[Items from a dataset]
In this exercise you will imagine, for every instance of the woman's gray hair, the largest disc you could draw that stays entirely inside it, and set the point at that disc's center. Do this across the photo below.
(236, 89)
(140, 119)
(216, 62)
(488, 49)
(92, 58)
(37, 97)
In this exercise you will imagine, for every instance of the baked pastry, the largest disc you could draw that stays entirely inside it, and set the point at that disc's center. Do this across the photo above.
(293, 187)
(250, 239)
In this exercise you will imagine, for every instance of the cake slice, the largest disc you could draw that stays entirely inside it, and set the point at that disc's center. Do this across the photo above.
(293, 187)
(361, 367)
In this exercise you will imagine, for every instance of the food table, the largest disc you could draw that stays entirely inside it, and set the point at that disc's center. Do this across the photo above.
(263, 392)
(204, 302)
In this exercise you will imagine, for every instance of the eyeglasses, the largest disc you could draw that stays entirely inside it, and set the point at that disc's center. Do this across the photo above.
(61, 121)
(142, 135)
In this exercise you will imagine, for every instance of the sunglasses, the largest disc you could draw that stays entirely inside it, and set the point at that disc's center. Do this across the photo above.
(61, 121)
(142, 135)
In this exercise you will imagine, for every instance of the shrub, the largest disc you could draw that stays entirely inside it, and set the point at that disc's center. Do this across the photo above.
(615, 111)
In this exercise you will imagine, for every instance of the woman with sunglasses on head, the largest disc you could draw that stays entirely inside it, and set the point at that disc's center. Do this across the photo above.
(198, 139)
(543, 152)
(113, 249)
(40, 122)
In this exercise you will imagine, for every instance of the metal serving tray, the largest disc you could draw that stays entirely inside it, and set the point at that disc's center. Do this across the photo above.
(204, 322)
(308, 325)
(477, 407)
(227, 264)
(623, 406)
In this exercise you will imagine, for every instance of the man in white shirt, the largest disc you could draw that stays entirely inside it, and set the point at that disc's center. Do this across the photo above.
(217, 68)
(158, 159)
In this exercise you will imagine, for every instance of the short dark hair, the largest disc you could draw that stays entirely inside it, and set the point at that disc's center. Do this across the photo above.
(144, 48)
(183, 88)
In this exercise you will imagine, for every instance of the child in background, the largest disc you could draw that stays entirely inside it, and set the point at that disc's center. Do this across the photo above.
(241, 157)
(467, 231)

● What is expected: Repeat the part of the records that opens with the line containing "of the short" and runs through the end of the records, both ends included.

● Worked answer:
In this exercise you will imagine, for every instance of the short dark hair, the largest disc you could draw that stays entirely inside it, and set the point at that disc's center. Do this across the photo above.
(144, 48)
(183, 88)
In this exercise you will imagine, for every instance of the child in background, the largest disc you could draw that stays entirely inside it, and set the point at that disc's center. Do this across the photo above.
(241, 157)
(467, 231)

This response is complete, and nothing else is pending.